## Object pointing dataset rows
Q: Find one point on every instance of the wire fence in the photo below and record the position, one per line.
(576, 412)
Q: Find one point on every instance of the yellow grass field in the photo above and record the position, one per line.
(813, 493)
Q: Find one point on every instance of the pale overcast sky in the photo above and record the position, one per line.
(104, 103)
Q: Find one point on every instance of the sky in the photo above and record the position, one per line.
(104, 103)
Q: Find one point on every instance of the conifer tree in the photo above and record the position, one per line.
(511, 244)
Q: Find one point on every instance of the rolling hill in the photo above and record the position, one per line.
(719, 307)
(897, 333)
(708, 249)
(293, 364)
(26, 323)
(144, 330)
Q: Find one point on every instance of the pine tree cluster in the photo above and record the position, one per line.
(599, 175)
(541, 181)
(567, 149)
---
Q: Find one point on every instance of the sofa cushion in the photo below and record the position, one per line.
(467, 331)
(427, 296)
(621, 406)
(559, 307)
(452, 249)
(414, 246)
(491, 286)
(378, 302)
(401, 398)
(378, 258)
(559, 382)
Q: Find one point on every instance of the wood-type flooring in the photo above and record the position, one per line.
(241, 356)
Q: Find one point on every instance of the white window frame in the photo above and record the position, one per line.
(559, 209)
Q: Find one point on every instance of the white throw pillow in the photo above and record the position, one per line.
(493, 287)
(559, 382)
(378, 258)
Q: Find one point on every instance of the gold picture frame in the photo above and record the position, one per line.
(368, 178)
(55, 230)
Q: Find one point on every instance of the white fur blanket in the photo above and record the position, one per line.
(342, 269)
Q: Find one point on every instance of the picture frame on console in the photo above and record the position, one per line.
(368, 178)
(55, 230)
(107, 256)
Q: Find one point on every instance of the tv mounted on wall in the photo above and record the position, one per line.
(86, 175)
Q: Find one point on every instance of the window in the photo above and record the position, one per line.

## WORK TO DO
Reproduce verbatim the part of the records that opens with the line containing "Q: Find one point on every instance of the sofa" and closes with the line containing "Q: Find one point on every instance of the window", including both of those lines.

## THE RESULT
Q: Find one point on every instance of the sofa cushion in the photo below and record the position, one per line.
(467, 331)
(427, 296)
(621, 406)
(559, 307)
(452, 249)
(414, 246)
(491, 286)
(378, 302)
(401, 398)
(378, 258)
(559, 382)
Q: Find one point on every instance of the wood-type flooring in the photo above and record the position, one per line.
(241, 356)
Q: Find one point on every instance of the white window frame in the photo above and record the position, one per line.
(559, 209)
Q: Find one point on every instance of the white throw pillow in the photo above and record the position, one per line.
(493, 287)
(559, 382)
(378, 258)
Q: Find one point on every instance of the gold picture frame in the photo above and record the position, one per line.
(368, 178)
(55, 230)
Q: Find one point on every instance of the white fur blanket in the photo above and record the position, one per line.
(342, 269)
Q: Find one point on every instance of the picture frame on console in the photo above and record the position, one per line.
(368, 178)
(55, 230)
(107, 256)
Q: Find one point on every instance of the tv mounted on wall in the photo above and record the position, one per line.
(86, 175)
Q: Find one point on every instance of the window in the photo above and record the position, one per line.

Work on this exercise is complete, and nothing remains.